[START OF RAW DATA]

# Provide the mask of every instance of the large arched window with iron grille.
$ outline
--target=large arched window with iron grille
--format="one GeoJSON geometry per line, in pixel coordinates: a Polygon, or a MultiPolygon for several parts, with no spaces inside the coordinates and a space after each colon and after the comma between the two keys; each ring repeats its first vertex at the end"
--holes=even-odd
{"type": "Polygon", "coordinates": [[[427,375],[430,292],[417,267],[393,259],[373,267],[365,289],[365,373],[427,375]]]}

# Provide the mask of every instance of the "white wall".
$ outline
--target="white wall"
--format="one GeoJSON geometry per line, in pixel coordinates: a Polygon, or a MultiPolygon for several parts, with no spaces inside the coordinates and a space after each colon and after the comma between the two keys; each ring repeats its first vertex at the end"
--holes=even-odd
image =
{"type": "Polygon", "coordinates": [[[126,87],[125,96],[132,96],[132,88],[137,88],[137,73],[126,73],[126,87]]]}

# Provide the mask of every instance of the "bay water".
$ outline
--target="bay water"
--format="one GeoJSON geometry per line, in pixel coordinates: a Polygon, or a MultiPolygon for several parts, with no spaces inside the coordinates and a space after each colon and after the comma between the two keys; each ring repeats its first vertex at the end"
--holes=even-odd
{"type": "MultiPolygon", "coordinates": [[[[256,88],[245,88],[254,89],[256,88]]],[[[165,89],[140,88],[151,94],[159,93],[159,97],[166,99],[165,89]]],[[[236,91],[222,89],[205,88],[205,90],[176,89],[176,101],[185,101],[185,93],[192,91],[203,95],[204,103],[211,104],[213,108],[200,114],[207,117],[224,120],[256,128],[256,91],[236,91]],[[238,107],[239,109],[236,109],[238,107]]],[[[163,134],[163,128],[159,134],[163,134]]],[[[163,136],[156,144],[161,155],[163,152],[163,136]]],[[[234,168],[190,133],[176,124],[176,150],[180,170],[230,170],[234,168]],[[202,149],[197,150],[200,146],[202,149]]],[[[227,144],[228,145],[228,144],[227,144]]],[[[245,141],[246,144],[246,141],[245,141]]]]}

[END OF RAW DATA]

TASK GOAL = How many lines in the material above contain the string "arched"? Case counts. Give only the number.

SOLUTION FOR THIS PROBLEM = 2